• _DIRECTIONS FOR THIS TASK_
Reproduce word for word each line of the listing below, starting with the line that contains "of the cobblestone" and continuing through the last line of the listing.

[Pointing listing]
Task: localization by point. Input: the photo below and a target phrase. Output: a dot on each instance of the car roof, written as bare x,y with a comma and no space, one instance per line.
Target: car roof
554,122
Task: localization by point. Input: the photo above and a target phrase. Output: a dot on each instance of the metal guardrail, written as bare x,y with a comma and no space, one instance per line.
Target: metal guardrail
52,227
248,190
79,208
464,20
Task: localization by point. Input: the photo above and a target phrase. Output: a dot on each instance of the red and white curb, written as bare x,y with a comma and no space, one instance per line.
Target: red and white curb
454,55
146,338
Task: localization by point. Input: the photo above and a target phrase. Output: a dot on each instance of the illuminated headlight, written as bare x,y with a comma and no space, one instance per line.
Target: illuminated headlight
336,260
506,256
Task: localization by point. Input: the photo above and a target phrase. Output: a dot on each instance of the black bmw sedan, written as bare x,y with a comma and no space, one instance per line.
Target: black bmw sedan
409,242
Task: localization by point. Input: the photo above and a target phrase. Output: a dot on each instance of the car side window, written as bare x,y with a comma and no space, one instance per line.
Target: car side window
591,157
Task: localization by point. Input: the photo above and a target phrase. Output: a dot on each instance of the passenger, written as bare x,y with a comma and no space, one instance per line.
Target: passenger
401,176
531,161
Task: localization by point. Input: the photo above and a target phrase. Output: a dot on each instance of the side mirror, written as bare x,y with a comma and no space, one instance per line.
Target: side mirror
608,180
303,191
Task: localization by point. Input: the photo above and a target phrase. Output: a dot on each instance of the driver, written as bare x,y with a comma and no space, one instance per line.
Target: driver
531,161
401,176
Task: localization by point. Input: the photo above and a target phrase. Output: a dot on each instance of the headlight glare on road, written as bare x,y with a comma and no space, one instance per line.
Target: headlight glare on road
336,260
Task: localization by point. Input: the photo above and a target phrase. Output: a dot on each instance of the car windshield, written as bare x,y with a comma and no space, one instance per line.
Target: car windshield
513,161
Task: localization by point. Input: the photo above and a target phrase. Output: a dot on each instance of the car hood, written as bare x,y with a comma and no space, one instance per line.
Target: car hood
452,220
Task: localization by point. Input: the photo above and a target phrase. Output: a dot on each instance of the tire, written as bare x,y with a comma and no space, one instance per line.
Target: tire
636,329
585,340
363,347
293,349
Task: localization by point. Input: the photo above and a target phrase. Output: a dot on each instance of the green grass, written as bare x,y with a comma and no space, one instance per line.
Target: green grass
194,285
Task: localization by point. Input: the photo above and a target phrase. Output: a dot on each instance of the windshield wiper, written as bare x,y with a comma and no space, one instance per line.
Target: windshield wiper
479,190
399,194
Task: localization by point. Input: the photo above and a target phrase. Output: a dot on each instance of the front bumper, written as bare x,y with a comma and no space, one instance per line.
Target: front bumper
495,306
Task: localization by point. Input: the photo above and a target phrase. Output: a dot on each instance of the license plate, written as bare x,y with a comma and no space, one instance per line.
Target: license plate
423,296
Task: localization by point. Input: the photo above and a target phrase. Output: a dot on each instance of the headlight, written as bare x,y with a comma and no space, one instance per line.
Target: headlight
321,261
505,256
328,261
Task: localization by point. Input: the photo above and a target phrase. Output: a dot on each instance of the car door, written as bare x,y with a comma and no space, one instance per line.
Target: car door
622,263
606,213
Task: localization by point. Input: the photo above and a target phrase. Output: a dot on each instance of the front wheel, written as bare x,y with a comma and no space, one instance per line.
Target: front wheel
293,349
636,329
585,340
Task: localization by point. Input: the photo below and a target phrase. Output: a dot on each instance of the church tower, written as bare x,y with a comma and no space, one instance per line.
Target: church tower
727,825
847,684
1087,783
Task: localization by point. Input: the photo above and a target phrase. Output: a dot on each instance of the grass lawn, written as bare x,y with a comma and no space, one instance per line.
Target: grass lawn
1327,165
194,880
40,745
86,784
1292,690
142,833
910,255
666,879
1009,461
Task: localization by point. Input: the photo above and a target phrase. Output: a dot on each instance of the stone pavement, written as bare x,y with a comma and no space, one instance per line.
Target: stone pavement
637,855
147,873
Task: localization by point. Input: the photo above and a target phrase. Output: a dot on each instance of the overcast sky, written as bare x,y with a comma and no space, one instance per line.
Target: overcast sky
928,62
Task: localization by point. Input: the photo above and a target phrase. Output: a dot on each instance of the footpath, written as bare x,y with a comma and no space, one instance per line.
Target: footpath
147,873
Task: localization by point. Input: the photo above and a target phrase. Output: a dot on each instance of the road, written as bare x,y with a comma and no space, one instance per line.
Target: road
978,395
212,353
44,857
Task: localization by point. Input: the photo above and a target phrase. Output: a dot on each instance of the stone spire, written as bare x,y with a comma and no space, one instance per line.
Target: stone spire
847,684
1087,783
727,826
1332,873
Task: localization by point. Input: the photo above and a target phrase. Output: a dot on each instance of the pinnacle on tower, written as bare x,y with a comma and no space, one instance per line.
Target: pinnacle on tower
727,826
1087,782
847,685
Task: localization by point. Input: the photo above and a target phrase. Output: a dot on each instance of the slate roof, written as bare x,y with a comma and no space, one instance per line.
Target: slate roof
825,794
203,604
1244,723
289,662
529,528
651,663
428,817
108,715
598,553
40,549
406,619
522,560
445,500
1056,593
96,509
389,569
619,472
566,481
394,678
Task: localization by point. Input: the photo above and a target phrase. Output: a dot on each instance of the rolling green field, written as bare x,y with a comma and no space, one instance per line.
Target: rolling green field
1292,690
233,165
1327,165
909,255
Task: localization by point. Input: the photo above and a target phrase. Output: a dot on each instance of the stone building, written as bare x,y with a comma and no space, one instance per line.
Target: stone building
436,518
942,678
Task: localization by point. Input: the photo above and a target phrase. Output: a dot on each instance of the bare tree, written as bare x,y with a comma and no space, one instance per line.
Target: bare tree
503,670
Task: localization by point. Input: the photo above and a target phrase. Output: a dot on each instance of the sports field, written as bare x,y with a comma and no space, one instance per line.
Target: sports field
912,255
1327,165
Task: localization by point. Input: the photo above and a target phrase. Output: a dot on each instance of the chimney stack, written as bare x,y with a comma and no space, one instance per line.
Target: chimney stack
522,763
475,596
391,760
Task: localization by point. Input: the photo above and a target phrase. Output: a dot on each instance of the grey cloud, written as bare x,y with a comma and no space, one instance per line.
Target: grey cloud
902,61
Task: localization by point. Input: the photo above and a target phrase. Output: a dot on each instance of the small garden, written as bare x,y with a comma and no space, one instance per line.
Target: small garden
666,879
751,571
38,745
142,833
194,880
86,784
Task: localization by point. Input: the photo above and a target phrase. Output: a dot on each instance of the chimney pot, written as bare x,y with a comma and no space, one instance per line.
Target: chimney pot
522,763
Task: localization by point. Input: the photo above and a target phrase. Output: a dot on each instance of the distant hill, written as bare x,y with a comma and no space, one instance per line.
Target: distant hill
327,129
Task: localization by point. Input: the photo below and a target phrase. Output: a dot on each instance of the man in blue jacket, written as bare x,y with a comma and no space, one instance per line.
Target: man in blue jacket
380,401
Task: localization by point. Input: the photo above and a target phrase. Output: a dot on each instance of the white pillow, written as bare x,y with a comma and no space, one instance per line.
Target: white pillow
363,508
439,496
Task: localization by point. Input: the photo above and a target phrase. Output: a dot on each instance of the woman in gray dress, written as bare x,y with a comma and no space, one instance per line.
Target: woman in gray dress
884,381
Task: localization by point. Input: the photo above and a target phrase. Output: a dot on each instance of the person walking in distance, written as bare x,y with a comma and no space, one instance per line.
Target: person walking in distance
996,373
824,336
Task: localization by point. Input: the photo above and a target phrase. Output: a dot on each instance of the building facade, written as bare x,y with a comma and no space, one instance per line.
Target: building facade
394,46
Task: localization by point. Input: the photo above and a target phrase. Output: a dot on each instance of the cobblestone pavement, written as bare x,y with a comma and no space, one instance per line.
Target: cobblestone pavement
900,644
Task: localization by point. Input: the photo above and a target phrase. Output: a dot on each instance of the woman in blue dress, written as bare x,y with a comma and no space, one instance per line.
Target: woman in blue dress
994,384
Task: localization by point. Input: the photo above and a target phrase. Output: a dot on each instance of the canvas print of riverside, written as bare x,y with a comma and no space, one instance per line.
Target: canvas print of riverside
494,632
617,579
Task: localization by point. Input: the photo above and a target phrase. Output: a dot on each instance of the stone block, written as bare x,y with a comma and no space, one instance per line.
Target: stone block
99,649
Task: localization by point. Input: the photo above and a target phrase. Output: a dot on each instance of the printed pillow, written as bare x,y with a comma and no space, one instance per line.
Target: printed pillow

• _WRITTEN ANSWER_
Task: localization by point. Input: the photo above and a target phrase. Output: a dot on each instance of the cobblestone pavement, written as bare x,y with a comma and no space, one instance per line.
Target: cobblestone pavement
900,644
Task: localization by point. Input: the photo above and a target phrase. Output: a dot on each instance of the woman in blue dress, written as bare x,y with a comma and no space, one instance per line.
Target: woman in blue dress
994,384
Task: localization by point. Input: the photo above and a target phrase. Output: a dot on each instance of the canvas print of riverside, written as bare x,y with a comma and no space, one instance per line.
Target: canvas print of riverside
494,632
617,579
Task: localization by point. Input: the photo above and a target phrase. Output: a dot on each instance of the stone block, written as bare x,y with a comma and no space, one instance per line.
Target: stone block
99,649
Task: localization by point. Input: the photo above and a target phrase. Output: a dot on each instance of the printed pillow, written as bare x,y with a comma and no space, one instance per line.
Target: printed pillow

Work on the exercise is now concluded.